Friday, July 15, 2016


Soursop, related to the cherimoya, is a mid-sized tree reaching about 25 feet tall. It is best propagated from seed which will germinate in 15-30 days. The fruit, which can weigh up to 10 or 15 lbs, is often used in making sherbets and other drinks.

The tree grows rapidly and begins to bear in 3 to 5 years. Unfortunately, a normal crop for young trees is only 12 to 24 fruit per tree. When producing fruit, this tree is particular about its environment.  It has been observed in tropical countries that soursop trees grown in very humid areas often grow well but bear only a few fruit, usually of poor quality. Most of their flowers and young fruit fall because of a fungus called anthracnose, which does exists in Hawai`i.  In Puerto Rico, the tree is said to prefer an altitude between 800 and 1,000 ft with moderate humidity.

Drought stress is another reason for fruit drop. Mulching is recommended to avoid drying of the shallow, fibrous root system during hot, dry weather. Dry conditions, rainy conditions and high humidity all contribute to poor production. In some areas of the world hand pollination is recommended. There may not be ample insects around to pollinate, and therefore, fruit production would be low.

Source information:
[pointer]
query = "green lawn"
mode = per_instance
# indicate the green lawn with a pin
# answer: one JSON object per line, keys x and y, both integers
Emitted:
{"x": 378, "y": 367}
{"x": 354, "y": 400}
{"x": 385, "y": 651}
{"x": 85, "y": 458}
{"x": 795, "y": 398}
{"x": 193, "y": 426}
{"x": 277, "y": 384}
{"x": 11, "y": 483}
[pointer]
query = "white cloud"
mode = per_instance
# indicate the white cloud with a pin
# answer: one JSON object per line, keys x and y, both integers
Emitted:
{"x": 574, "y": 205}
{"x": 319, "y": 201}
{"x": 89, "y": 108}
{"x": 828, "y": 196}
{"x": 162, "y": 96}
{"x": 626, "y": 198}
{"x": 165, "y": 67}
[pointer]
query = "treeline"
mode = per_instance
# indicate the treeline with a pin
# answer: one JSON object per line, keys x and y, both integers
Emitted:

Task statement:
Please reproduce everything in the soursop text above from "Friday, July 15, 2016" down to "and other drinks.", word for word.

Solved problem:
Friday, July 15, 2016


Soursop, related to the cherimoya, is a mid-sized tree reaching about 25 feet tall. It is best propagated from seed which will germinate in 15-30 days. The fruit, which can weigh up to 10 or 15 lbs, is often used in making sherbets and other drinks.